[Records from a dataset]
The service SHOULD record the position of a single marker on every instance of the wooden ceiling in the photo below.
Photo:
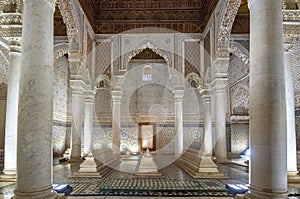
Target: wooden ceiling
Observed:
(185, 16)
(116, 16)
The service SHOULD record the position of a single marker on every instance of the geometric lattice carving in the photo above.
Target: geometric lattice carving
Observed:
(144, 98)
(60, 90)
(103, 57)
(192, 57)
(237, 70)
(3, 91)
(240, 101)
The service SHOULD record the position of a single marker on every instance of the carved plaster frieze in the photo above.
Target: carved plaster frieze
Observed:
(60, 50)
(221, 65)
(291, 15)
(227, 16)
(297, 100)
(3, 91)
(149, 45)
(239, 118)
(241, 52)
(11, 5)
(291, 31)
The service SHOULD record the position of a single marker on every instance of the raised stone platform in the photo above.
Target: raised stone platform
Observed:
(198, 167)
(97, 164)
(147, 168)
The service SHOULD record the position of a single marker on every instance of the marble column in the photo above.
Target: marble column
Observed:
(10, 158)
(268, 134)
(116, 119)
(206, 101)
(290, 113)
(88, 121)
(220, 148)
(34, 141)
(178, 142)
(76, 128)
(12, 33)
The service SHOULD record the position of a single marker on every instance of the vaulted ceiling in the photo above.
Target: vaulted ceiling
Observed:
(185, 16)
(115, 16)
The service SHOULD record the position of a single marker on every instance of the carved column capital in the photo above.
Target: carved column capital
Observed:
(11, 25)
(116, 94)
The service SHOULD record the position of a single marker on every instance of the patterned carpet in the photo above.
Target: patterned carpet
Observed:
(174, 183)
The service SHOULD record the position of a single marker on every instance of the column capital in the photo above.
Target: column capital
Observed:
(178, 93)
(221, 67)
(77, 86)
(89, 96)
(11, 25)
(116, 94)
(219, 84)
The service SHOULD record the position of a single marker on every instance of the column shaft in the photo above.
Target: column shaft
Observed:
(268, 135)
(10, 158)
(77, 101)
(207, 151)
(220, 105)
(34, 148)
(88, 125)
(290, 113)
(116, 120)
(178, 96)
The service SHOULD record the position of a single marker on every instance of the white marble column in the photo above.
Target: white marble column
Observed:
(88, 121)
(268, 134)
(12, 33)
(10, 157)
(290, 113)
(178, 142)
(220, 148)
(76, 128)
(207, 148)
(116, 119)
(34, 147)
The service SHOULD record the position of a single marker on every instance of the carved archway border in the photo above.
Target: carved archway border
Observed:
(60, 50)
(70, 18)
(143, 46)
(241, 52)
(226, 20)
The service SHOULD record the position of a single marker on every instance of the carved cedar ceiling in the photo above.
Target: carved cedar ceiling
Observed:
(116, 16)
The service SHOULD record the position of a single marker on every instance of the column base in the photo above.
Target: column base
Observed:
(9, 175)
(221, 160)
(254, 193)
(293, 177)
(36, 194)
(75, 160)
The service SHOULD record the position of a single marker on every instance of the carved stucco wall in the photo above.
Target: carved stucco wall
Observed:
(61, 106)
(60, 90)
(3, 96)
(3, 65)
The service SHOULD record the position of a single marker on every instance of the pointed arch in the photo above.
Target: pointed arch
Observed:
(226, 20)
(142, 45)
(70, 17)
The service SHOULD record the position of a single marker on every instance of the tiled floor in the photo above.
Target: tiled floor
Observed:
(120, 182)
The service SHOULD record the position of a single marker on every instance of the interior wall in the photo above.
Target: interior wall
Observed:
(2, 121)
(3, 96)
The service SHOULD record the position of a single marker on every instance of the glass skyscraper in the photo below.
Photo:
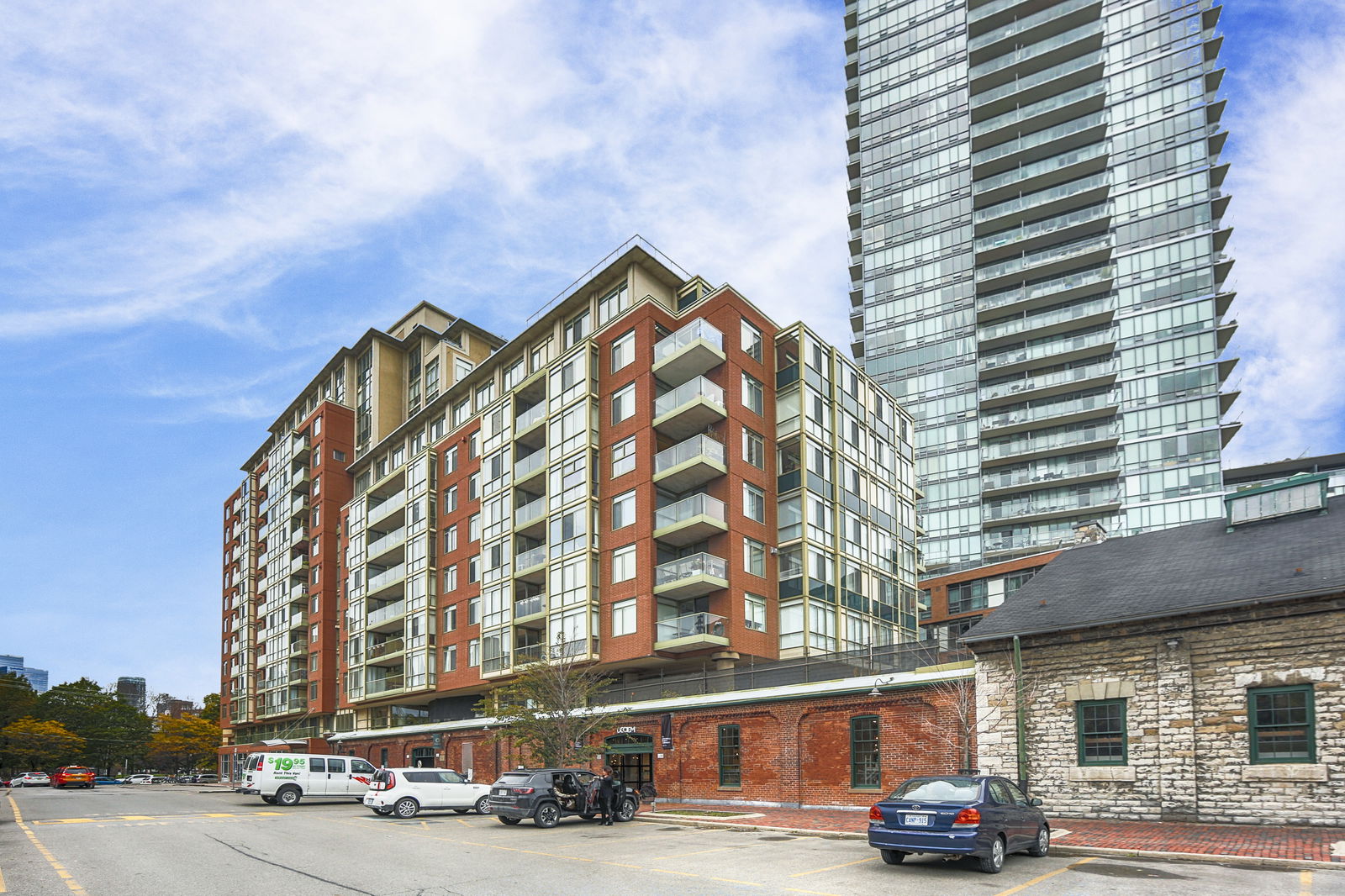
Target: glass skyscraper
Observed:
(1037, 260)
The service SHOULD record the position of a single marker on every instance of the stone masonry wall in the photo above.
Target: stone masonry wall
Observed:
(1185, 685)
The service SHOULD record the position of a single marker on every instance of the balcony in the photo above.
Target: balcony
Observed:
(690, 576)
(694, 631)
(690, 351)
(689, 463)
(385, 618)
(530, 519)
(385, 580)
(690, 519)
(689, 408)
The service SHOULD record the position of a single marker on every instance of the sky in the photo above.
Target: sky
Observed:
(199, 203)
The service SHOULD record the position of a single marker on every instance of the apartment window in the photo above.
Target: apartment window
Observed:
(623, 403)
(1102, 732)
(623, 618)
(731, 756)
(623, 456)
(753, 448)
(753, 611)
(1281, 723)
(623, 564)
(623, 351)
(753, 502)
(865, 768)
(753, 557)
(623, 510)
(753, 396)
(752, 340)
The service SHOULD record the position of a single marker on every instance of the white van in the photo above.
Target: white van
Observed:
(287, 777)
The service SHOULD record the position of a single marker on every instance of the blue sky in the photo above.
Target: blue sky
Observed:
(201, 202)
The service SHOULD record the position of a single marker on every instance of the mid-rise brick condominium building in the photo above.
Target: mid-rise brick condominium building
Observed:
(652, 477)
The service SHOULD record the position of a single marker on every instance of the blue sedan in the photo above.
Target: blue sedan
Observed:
==
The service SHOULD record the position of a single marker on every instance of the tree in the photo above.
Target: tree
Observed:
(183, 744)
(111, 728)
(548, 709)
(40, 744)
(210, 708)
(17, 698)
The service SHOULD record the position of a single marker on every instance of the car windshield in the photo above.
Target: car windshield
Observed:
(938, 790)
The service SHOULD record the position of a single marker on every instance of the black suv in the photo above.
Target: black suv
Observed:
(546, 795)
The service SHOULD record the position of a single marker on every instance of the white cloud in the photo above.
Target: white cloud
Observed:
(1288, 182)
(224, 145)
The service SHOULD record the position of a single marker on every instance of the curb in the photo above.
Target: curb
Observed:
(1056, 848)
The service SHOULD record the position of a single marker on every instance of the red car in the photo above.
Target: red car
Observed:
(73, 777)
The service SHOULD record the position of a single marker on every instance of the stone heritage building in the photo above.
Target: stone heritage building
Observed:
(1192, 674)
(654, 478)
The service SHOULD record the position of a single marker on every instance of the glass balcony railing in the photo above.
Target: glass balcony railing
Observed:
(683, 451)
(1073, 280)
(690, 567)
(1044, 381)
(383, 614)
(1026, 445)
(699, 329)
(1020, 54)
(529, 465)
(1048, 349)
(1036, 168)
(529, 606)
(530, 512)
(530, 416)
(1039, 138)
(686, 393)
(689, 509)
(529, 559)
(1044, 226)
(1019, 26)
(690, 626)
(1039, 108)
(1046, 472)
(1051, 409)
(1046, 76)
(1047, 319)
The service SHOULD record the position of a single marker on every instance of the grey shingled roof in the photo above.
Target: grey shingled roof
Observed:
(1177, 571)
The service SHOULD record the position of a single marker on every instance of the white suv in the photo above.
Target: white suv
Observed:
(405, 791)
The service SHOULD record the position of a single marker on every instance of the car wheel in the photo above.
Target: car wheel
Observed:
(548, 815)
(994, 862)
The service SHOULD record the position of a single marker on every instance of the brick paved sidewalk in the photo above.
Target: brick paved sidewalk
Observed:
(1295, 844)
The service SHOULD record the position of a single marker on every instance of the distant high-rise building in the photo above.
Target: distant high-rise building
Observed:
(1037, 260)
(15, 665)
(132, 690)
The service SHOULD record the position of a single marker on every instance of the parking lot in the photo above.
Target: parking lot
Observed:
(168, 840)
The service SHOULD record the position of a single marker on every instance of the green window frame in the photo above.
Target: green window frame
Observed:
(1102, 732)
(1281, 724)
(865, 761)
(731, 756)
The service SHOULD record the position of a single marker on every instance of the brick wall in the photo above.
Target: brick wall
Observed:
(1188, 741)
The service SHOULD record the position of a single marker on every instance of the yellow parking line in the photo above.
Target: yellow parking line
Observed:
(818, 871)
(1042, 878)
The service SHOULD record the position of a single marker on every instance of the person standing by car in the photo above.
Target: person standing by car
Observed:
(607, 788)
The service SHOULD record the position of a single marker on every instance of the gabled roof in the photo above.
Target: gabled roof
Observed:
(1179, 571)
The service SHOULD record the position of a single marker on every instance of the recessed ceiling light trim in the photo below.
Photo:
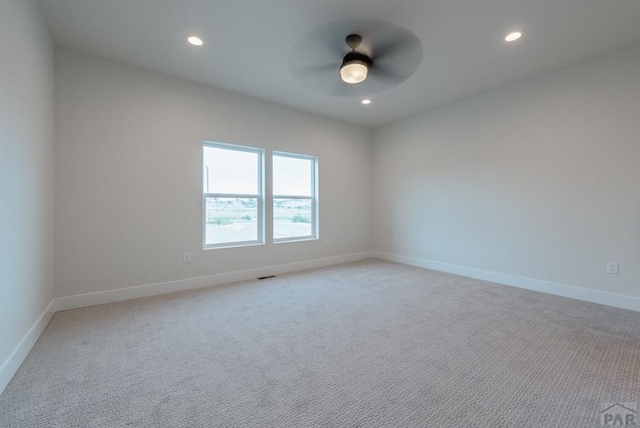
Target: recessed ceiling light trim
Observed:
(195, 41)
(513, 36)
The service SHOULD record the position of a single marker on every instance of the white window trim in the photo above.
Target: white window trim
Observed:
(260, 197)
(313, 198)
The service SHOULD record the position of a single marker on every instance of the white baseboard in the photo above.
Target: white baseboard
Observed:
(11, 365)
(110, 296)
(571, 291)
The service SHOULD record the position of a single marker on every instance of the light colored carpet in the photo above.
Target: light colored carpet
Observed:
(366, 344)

• _WHAT YOU ARE ASKED TO DO_:
Gather every line of the material that contains the word "standing", treating uppercase and lowercase letters as distinct.

• _TASK SOLUTION_:
The service SHOULD record the position of a single marker on every instance of the person standing by car in the photo above.
Target: person standing by car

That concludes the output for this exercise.